Saved entries
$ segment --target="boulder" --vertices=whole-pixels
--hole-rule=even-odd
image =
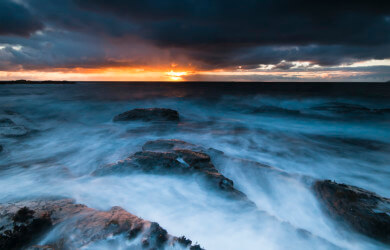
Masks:
[[[119,121],[179,121],[179,113],[176,110],[165,108],[133,109],[114,117]]]
[[[71,199],[2,204],[0,217],[0,249],[79,249],[115,235],[125,235],[149,249],[199,247],[120,207],[98,211]],[[45,238],[49,231],[50,237]],[[44,245],[34,245],[42,241]]]
[[[5,137],[19,137],[25,136],[29,133],[29,130],[22,126],[17,125],[14,121],[9,118],[0,119],[0,136]]]
[[[149,146],[151,146],[151,144],[144,146],[144,148],[148,148]],[[244,193],[234,188],[232,180],[218,172],[208,154],[190,149],[172,147],[171,150],[165,152],[136,152],[127,159],[115,164],[103,166],[95,170],[92,174],[102,176],[111,174],[123,175],[134,172],[153,174],[192,174],[197,180],[205,181],[211,188],[220,191],[229,198],[244,201],[250,206],[255,206],[253,202],[248,200]]]
[[[390,199],[329,180],[316,181],[314,191],[331,217],[366,236],[390,243]]]

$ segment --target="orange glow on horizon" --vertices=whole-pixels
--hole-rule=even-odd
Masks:
[[[172,81],[183,81],[182,76],[188,75],[188,72],[174,72],[173,70],[171,70],[170,72],[167,72],[166,75]]]

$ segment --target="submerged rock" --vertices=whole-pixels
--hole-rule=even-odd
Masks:
[[[164,141],[158,143],[167,146]],[[140,151],[125,160],[97,169],[93,175],[131,174],[136,171],[153,174],[193,174],[197,180],[205,181],[210,187],[230,198],[255,206],[244,193],[234,188],[232,180],[218,172],[208,154],[187,149],[191,148],[191,144],[182,141],[171,140],[167,143],[170,149],[166,148],[165,152]],[[172,146],[172,143],[175,146]],[[144,145],[144,148],[151,147],[157,149],[151,142]]]
[[[120,207],[98,211],[71,199],[2,204],[0,216],[0,249],[79,249],[114,235],[150,249],[196,247]]]
[[[5,137],[19,137],[25,136],[29,133],[29,130],[22,126],[17,125],[9,118],[0,119],[0,135]]]
[[[165,108],[133,109],[114,117],[114,121],[179,121],[176,110]]]
[[[329,180],[315,182],[314,190],[331,217],[342,219],[362,234],[390,243],[390,199]]]

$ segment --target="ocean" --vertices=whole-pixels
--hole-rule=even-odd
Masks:
[[[177,110],[180,122],[112,120],[127,110],[155,107]],[[101,210],[120,206],[205,249],[386,248],[329,217],[307,180],[332,180],[390,197],[389,84],[0,85],[0,119],[14,123],[0,127],[2,203],[61,196]],[[233,209],[234,202],[188,176],[91,175],[157,139],[214,148],[299,177],[214,162],[263,218]],[[315,237],[300,237],[300,230]],[[125,241],[89,248],[124,249]]]

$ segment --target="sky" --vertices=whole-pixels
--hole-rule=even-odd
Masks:
[[[0,0],[0,80],[389,81],[390,1]]]

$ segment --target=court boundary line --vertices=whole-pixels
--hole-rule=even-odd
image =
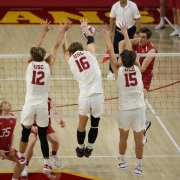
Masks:
[[[59,156],[60,158],[78,158],[77,156]],[[90,156],[90,158],[118,158],[119,156]],[[135,158],[136,156],[126,156],[126,158]],[[143,158],[180,158],[180,155],[147,155]],[[33,159],[43,159],[43,156],[33,156]]]
[[[152,114],[156,114],[155,110],[152,108],[152,106],[150,105],[150,103],[148,102],[148,100],[145,100],[147,106],[149,107],[149,109],[151,110]],[[168,135],[168,137],[170,138],[170,140],[172,141],[172,143],[175,145],[175,147],[178,149],[178,151],[180,152],[180,147],[178,146],[178,144],[176,143],[176,141],[174,140],[174,138],[171,136],[171,134],[169,133],[169,131],[167,130],[166,126],[163,124],[163,122],[161,121],[161,119],[159,118],[159,116],[155,115],[156,120],[159,122],[159,124],[162,126],[162,128],[164,129],[164,131],[166,132],[166,134]]]

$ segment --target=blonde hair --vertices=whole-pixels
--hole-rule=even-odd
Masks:
[[[32,47],[30,49],[30,54],[33,57],[34,61],[41,62],[44,60],[44,56],[46,55],[46,51],[41,47]]]
[[[2,114],[2,110],[1,110],[2,102],[5,101],[5,100],[6,100],[5,97],[1,97],[1,98],[0,98],[0,114]]]

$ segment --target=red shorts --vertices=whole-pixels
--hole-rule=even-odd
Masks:
[[[37,132],[33,131],[32,129],[31,129],[31,133],[34,133],[34,134],[37,136]],[[52,126],[49,125],[49,126],[48,126],[48,129],[47,129],[47,135],[48,135],[48,134],[51,134],[51,133],[55,133],[55,131],[54,131],[54,129],[52,128]]]
[[[168,0],[167,7],[180,9],[180,0]]]
[[[148,91],[149,88],[150,88],[151,79],[152,79],[152,76],[142,77],[144,89],[146,89],[147,91]]]

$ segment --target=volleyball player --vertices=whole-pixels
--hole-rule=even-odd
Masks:
[[[133,46],[133,50],[138,53],[156,53],[156,49],[153,43],[150,41],[152,32],[148,28],[141,28],[139,31],[139,38],[130,39],[131,44]],[[121,53],[124,50],[125,41],[121,41],[119,43],[119,52]],[[154,68],[155,57],[140,57],[140,70],[142,73],[142,80],[144,85],[144,96],[147,97],[148,90],[150,88],[152,76],[153,76],[153,68]],[[143,144],[147,142],[146,132],[148,128],[151,126],[151,121],[146,120],[146,129],[144,131],[143,136]]]
[[[49,22],[50,23],[50,22]],[[46,21],[42,24],[43,30],[36,44],[36,47],[30,49],[30,58],[26,70],[26,97],[25,104],[21,114],[22,137],[19,144],[19,162],[26,164],[24,152],[26,150],[29,134],[31,131],[34,119],[38,127],[38,135],[41,143],[41,151],[44,157],[43,173],[49,178],[52,176],[52,168],[49,160],[49,146],[47,142],[46,132],[48,129],[48,91],[50,87],[50,78],[52,67],[56,60],[57,50],[64,37],[64,33],[71,26],[70,22],[65,22],[59,25],[58,37],[51,49],[47,58],[46,51],[40,47],[46,33],[51,29]]]
[[[109,31],[106,30],[105,26],[102,29],[119,92],[118,126],[120,143],[118,167],[120,169],[127,168],[125,153],[127,150],[129,129],[132,126],[137,158],[134,174],[141,176],[143,156],[142,137],[145,128],[145,102],[142,75],[136,54],[132,50],[125,24],[122,23],[119,32],[124,35],[125,39],[125,50],[120,54],[122,63],[117,62],[109,37]]]
[[[11,104],[5,99],[0,99],[0,116],[12,116],[8,118],[0,117],[0,159],[10,160],[16,163],[12,180],[17,180],[21,175],[24,165],[17,160],[17,150],[13,148],[13,133],[16,126],[16,118],[13,117]]]
[[[89,157],[93,151],[93,144],[98,135],[98,126],[104,110],[104,96],[99,64],[95,57],[94,37],[88,30],[88,21],[80,20],[81,28],[87,37],[87,46],[84,50],[79,42],[73,42],[67,47],[66,38],[63,42],[65,59],[70,70],[79,83],[78,98],[79,125],[77,128],[76,148],[77,157]],[[85,147],[86,124],[91,119],[91,128],[88,132],[88,143]]]
[[[53,115],[58,115],[58,112],[56,111],[55,102],[50,97],[48,97],[49,115],[50,115],[50,111],[52,112]],[[65,127],[65,122],[61,118],[58,118],[57,121],[60,123],[62,128]],[[36,123],[34,122],[34,124],[31,127],[29,142],[28,142],[28,146],[27,146],[26,152],[25,152],[25,158],[26,158],[27,162],[26,162],[26,166],[24,167],[23,172],[21,173],[22,177],[28,176],[28,169],[29,169],[28,166],[29,166],[29,162],[33,156],[33,149],[34,149],[34,146],[35,146],[36,141],[37,141],[37,134],[38,134],[38,128],[37,128]],[[52,151],[51,151],[50,156],[54,160],[54,165],[57,168],[60,168],[61,160],[60,160],[59,156],[57,155],[57,151],[59,149],[59,139],[57,137],[56,132],[54,131],[54,129],[51,126],[51,118],[49,118],[49,125],[48,125],[48,129],[47,129],[47,139],[51,143]]]

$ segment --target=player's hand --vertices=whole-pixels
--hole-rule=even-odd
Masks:
[[[63,120],[61,120],[61,121],[60,121],[60,125],[61,125],[61,127],[63,128],[63,127],[66,126],[66,123],[65,123]]]
[[[14,153],[15,153],[14,148],[10,147],[9,148],[9,155],[14,155]]]
[[[127,30],[128,30],[128,26],[126,23],[122,22],[122,24],[119,24],[121,30],[117,30],[119,33],[121,33],[122,35],[127,34]]]
[[[0,150],[0,157],[2,157],[2,159],[6,159],[6,153],[9,153],[9,151]]]
[[[87,19],[80,19],[80,23],[81,23],[81,28],[88,26],[89,21]]]
[[[139,38],[139,37],[140,37],[140,34],[137,34],[137,33],[135,33],[133,36],[133,38]]]
[[[72,21],[70,19],[65,19],[64,24],[60,23],[58,25],[59,32],[66,32],[72,25]]]
[[[42,31],[43,32],[48,32],[49,30],[53,29],[49,26],[49,24],[51,23],[51,21],[48,22],[48,20],[46,19],[46,21],[43,21],[41,23],[41,26],[42,26]]]
[[[102,33],[102,35],[104,37],[108,37],[108,38],[111,38],[110,37],[110,31],[107,30],[107,27],[105,24],[103,24],[101,27],[100,27],[100,32]]]

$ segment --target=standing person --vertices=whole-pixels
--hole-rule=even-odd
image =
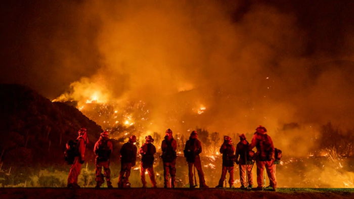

TASK REQUIREMENTS:
Please echo the lines of the entries from the one containing "--target=standing person --vertices=whole-pixels" through the end, both ends included, and leave the pictures out.

ANSWER TO THE PROBLEM:
$ segment --target=standing person --vertices=whole-pixels
--hole-rule=even-odd
image =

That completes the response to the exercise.